> **BRANO SCELTO**
______
Gaetano Di Riso è nato a Lettere, in provincia di Napoli, nel 1949. Nonostante si trovi a soli 400 metri sul livello del mare, Lettere è un paese di montagna. Senza dubbio lo è per i suoi abitanti, che coltivano la terra fra il vento e le rocce, mentre il mare lo guardano dall’alto. Di Riso ha vissuto lì la sua infanzia, in quel paese tutto in salita, in mezzo a campi coltivati e a ripidi pendii; spesso ha giocato ai piedi del castello medievale, che si affaccia sul mare abbracciando tutta la piana del Sarno e fronteggiando il Vesuvio

Devono essere stati determinanti, quei luoghi, per la formazione artistica di Di Riso, perché li ritroveremo in quasi tutti i suoi lavori. A volte saranno facilmente individuabili, come nelle prime opere, che risalgono agli inizi degli anni Settanta; altre volte appariranno più o meno riconoscibili, perché filtrati a lungo dalla memoria; ma spesso li percepiremo soltanto come sensazione, una sensazione quasi tattile, regalataci da una nuvola di passaggio in un cielo grigio-azzurro.

  L’artista, verso i quindici anni, va a vivere a Castellammare di Stabia e s’iscrive all’Istituto d’Arte di Sorrento. In costiera ci sono altre luci, altri odori, e il castello di Lettere appare molto diverso visto da lontano. Conseguita la maturità, continua gli studi all’Accademia di Belle Arti di Napoli, dove frequenta il corso diScenografia diretto dal prof. Tony Stefanucci e si diploma nel 1973. Sia il metodo d’insegnamento applicato da Stefanucci, che dà molto valore all’esperienza continua e diretta, sia la stima e l’amicizia che si vengono a creare fra allievo e maestro, sono di forte stimolo per Di Riso, che ha occasione di verificare in maniera diretta i linguaggi dell’arte contemporanea e di approfondirne gli strumenti operativi.

  Sempre durante gli anni dell’Accademia risulta determinante, per la sua formazione artistica, l’amicizia con Camill Gugg, un artista tedesco che aveva frequentato, prima e durante il “Bauhaus”, l’Accademia di Weimar, divenendo poi  assistente del padre alla cattedra di “Paesaggio”. Alla fine della seconda guerra mondiale, Gugg si trasferisce a Sorrento, dove lavora assiduamente nel campo della pittura, dimostrando di apprezzare la cultura mediterranea con lo sguardo di un vero artista “romantico”. Il paesaggio, infatti, è per lui un’unità al cui interno i vari aspetti si armonizzano perfettamente attraverso la tecnica del “saper guardare”. Essa non consiste, per Gugg, nella meticolosa restituzione di una realtà visiva più o meno presunta; ma nel filtrare la scena attraverso una selezione degli elementi e una particolare attenzione alle luci, affinché niente, nella resa pittorica, vada oltre l’armonia recepita dall’artista. Per molti anni i due pittori mettono proficuamente a confronto le loro esperienze e così, naturalmente, ha inizio per Di Riso il vero e proprio lavoro nel mondo dell’arte.
______
> **COMPITO ASSEGNATO 1**
Riscrivi parola per parola tutti i record di annotazione dei contorni, tralasciando le immagini.
Il brano e i record non hanno alcun legame tra loro.

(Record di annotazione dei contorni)
______
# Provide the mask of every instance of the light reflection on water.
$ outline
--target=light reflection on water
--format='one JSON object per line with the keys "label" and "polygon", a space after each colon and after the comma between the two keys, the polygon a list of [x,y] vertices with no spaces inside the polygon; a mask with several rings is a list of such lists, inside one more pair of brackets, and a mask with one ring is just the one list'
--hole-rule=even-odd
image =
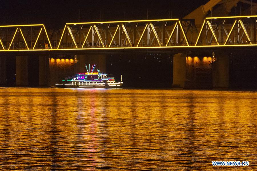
______
> **COMPITO ASSEGNATO 2**
Secondo il brano su Gaetano Di Riso, in quale città si trasferisce Camill Gugg alla fine della seconda guerra mondiale?

> **RISPOSTA CORRETTA 1**
# Provide the mask of every instance of the light reflection on water.
$ outline
--target=light reflection on water
--format='one JSON object per line with the keys "label" and "polygon", a space after each colon and after the comma between the two keys, the polygon a list of [x,y] vertices with no spaces inside the polygon; a mask with several rings is a list of such lists, inside one more pair of brackets, and a mask with one ring is just the one list'
--hole-rule=even-odd
image =

> **RISPOSTA CORRETTA 2**
A Sorrento.